### What is being asked
Set the listing down unchanged, minus every embedded image.

### Source material

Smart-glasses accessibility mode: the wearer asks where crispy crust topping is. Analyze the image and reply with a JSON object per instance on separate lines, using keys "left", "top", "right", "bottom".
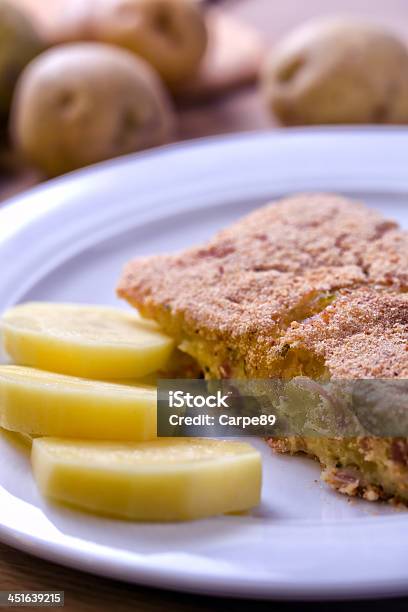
{"left": 282, "top": 288, "right": 408, "bottom": 378}
{"left": 118, "top": 193, "right": 408, "bottom": 378}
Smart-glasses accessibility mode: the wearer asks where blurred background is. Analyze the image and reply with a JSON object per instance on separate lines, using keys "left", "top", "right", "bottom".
{"left": 1, "top": 0, "right": 408, "bottom": 200}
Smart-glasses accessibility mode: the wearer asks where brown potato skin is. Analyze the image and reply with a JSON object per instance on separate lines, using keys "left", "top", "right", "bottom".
{"left": 262, "top": 18, "right": 408, "bottom": 125}
{"left": 11, "top": 43, "right": 176, "bottom": 177}
{"left": 0, "top": 0, "right": 43, "bottom": 117}
{"left": 51, "top": 0, "right": 208, "bottom": 88}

### Problem solution
Smart-glasses accessibility mode: the wearer asks where crispy crust topping is. Analyze the image and reply with a JSON object per instance on separate lines, using keys "left", "top", "right", "bottom".
{"left": 282, "top": 288, "right": 408, "bottom": 378}
{"left": 118, "top": 193, "right": 408, "bottom": 378}
Smart-glasses accessibility mode: the wearer asks where blurred background is. Analyze the image and reply with a JSON object per instance on separate lines, using keys "left", "top", "right", "bottom".
{"left": 1, "top": 0, "right": 408, "bottom": 200}
Smart-glasses accessibility mode: the wearer asks where brown potato skin is. Analyze the image and reply with a JSON object per instance on separate lines, using keys "left", "top", "right", "bottom".
{"left": 262, "top": 18, "right": 408, "bottom": 125}
{"left": 11, "top": 43, "right": 176, "bottom": 177}
{"left": 0, "top": 0, "right": 43, "bottom": 117}
{"left": 51, "top": 0, "right": 208, "bottom": 88}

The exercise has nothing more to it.